## Your objective
Transcribe the listing word for word.

## Exercise material
_____

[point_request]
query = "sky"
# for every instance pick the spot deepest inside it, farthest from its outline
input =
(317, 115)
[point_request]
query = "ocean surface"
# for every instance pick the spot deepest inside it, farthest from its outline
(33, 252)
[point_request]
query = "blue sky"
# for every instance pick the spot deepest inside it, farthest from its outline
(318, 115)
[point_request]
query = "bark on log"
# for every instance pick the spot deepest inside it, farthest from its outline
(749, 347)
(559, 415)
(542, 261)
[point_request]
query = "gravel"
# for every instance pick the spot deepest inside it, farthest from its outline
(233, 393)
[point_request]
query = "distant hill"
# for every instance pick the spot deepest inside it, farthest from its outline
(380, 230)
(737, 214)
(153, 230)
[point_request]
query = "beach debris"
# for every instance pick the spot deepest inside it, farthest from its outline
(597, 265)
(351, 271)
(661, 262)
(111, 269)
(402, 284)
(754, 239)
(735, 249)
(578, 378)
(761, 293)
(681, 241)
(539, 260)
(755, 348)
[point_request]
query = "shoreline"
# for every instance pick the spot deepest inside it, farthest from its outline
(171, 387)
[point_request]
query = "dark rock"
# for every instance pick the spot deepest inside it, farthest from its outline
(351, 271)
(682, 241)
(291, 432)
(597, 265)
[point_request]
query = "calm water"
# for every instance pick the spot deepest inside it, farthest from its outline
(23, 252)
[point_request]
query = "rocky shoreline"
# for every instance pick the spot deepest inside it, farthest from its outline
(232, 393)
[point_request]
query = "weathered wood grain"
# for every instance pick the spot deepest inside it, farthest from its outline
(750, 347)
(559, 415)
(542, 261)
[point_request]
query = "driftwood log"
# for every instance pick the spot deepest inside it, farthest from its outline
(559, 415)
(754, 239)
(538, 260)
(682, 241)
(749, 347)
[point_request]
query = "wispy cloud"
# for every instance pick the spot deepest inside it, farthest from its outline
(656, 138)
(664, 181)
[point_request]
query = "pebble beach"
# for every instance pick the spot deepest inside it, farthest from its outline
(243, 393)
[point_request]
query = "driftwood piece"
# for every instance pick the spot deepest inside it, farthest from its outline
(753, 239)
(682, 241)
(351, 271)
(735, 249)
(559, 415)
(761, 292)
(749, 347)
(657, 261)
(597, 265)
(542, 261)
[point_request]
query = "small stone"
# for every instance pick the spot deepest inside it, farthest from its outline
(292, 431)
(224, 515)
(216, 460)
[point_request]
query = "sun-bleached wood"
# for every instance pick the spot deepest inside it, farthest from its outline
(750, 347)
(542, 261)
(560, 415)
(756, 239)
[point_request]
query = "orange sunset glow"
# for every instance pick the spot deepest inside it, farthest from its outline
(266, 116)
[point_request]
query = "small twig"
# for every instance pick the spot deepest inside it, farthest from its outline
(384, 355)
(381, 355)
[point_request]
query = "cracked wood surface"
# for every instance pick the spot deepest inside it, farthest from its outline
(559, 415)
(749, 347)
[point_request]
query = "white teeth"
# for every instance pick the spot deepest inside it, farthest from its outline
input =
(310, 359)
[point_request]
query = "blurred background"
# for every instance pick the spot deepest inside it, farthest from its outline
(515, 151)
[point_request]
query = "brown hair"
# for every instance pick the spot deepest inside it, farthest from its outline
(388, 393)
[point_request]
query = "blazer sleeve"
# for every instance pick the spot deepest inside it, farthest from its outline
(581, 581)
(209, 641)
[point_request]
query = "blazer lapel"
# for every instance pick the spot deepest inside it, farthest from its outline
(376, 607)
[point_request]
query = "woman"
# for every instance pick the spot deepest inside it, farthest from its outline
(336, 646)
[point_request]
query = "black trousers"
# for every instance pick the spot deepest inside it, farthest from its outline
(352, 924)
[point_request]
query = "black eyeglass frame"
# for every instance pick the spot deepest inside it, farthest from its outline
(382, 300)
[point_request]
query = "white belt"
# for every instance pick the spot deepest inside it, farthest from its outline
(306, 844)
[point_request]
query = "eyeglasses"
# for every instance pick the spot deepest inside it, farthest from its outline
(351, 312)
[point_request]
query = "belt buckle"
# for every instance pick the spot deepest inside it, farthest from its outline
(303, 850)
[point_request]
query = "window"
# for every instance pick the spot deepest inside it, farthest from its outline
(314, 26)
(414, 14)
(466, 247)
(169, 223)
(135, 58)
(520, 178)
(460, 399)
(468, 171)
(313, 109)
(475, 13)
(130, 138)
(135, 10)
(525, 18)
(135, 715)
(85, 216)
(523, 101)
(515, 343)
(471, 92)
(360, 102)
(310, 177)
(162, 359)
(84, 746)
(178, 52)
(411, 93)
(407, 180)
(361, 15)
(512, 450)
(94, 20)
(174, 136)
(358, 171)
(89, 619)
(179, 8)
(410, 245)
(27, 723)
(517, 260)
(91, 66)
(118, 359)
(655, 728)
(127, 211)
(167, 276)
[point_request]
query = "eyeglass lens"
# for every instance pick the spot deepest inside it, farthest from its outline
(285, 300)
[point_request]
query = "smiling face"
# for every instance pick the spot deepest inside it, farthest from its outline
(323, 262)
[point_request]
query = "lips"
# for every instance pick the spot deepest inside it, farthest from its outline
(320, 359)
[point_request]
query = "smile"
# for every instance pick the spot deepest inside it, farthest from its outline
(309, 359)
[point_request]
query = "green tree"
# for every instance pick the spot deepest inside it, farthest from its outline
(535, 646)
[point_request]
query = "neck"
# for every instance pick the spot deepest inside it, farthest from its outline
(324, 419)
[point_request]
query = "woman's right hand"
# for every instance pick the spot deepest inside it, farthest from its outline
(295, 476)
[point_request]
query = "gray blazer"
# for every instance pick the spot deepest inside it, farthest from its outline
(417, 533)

_____

## The result
[point_request]
query = "sky"
# for every instance pick the spot deepest inside it, farthest from its outline
input =
(317, 115)
[point_request]
query = "ocean surface"
# for every instance pick the spot deepest inside it, farthest from its outline
(33, 252)
[point_request]
query = "blue sky"
# for every instance pick the spot deepest inside it, farthest from its outline
(318, 115)
[point_request]
query = "bark on log"
# for every instance pick the spot deepest inside it, farthest from its outline
(749, 347)
(559, 415)
(542, 261)
[point_request]
query = "gravel"
# for every instance pick the spot deepest inside it, farthest from its outline
(233, 393)
[point_request]
query = "distant hill"
# for every instance pick the spot deepest inside it, farthest from its outline
(380, 230)
(737, 214)
(153, 230)
[point_request]
query = "beach debris"
# for every instance pick the spot deepest inside it, farthest from its outline
(597, 265)
(351, 271)
(661, 262)
(111, 269)
(402, 284)
(754, 239)
(735, 249)
(578, 378)
(761, 293)
(681, 241)
(539, 260)
(755, 348)
[point_request]
query = "shoreline"
# for every instance pick the spot deepest inside it, farthest from its outline
(171, 387)
[point_request]
query = "dark rock"
# for every instance pick the spot deepest inside it, farthest from its outline
(351, 271)
(682, 241)
(291, 432)
(597, 265)
[point_request]
query = "calm water"
# for every instance pick the spot deepest inside it, farthest from its outline
(23, 252)
[point_request]
query = "rocky shoreline"
# for every instance pick the spot deepest inside it, farthest from its outline
(232, 393)
[point_request]
query = "weathered wood grain"
# for every instance pick the spot deepest inside it, farthest from its outline
(750, 347)
(559, 415)
(542, 261)
[point_request]
query = "driftwood log"
# for every instance pick the spot deepest inside it, farthest from its outline
(559, 415)
(754, 239)
(538, 260)
(682, 241)
(749, 347)
[point_request]
query = "wispy cloud"
# for every instance pick the spot deepest inside it, farthest from its outline
(656, 138)
(664, 181)
[point_request]
query = "pebble beach"
# for every instance pick the spot deepest inside it, farthest from its outline
(243, 393)
[point_request]
query = "driftwood piece"
# for every instance pick the spot deepest inside it, farthest from its outline
(753, 239)
(682, 241)
(351, 271)
(735, 249)
(559, 415)
(761, 292)
(749, 347)
(657, 261)
(597, 265)
(542, 261)
[point_request]
query = "small stone"
# for every instance pick the spot deepest inside it, farthest from its outline
(292, 431)
(224, 515)
(216, 460)
[point_request]
query = "sun-bleached wood"
# for every instance pick the spot deepest inside it, farthest from its outline
(750, 347)
(542, 261)
(560, 415)
(756, 239)
[point_request]
query = "orange sunset glow"
# for every instance pick the spot deepest inside it, farthest from its outline
(266, 116)
[point_request]
query = "small twig"
# for every instance pick the spot deepest inside it, farthest from its outline
(384, 355)
(381, 355)
[point_request]
query = "cracked wood surface"
# for every instance pick the spot deepest inside it, farthest from its outline
(559, 415)
(749, 347)
[point_request]
query = "white teeth"
# for every instance pick the spot deepest inside it, farthest from its outline
input =
(310, 359)
[point_request]
query = "blurred background"
# for every instance pick the spot deepest inside it, farthest from its outline
(515, 151)
[point_request]
query = "brown hair"
# for every instance pick the spot deepest inside it, farthest from its outline
(388, 393)
[point_request]
query = "blazer sleeve"
# for every instance pick the spot deepest inside it, farthest from its outline
(581, 581)
(209, 641)
[point_request]
query = "blazer lapel"
# for every instance pick the spot deepest inside it, farthest from its outline
(376, 607)
[point_request]
query = "woman"
# for every instance pick the spot deepest inside it, farthest from its outline
(336, 646)
[point_request]
query = "black trousers"
# for every instance pick the spot deepest inside it, farthest from its outline
(352, 924)
[point_request]
query = "black eyeglass frame"
# for every instance pick the spot deepest inside it, farthest from its outline
(382, 300)
[point_request]
query = "white belt"
# for every instance pick the spot deepest inside it, farthest from its outline
(306, 844)
[point_request]
query = "eyeglasses"
# for every instance pick the spot deepest inside it, farthest from its outline
(351, 312)
[point_request]
query = "belt buckle"
# for every instance pick the spot deepest inside it, farthest from its outline
(303, 850)
[point_request]
query = "window"
# for every instance pick the spot deepest inside it, farthest from its outline
(314, 26)
(414, 14)
(466, 247)
(169, 223)
(135, 58)
(520, 178)
(460, 399)
(468, 171)
(313, 109)
(475, 13)
(130, 138)
(135, 10)
(525, 18)
(135, 715)
(85, 216)
(523, 101)
(515, 343)
(471, 92)
(360, 102)
(310, 177)
(162, 359)
(84, 746)
(178, 52)
(411, 93)
(407, 180)
(361, 15)
(512, 450)
(94, 20)
(174, 136)
(358, 171)
(89, 619)
(179, 8)
(410, 245)
(27, 723)
(517, 260)
(91, 66)
(118, 359)
(655, 728)
(127, 211)
(167, 276)
[point_request]
query = "eyeglass lens"
# for every instance pick the spot deepest inside it, farthest from its outline
(285, 300)
[point_request]
query = "smiling face"
# for every instance pick the spot deepest inside it, farthest from its outline
(323, 262)
[point_request]
query = "lips"
# for every instance pick the spot deepest inside it, farthest from its outline
(320, 359)
[point_request]
query = "smile"
# for every instance pick the spot deepest inside it, farthest from its outline
(309, 359)
[point_request]
query = "green tree"
# for every instance pick the spot deepest inside it, farthest from its outline
(535, 646)
[point_request]
query = "neck"
# for every instance pick the spot deepest inside it, farthest from its outline
(324, 419)
[point_request]
query = "woman's right hand"
# for every instance pick the spot deepest inside it, farthest from its outline
(295, 476)
[point_request]
query = "gray blazer"
# for every instance pick the spot deepest inside it, farthest from its outline
(417, 533)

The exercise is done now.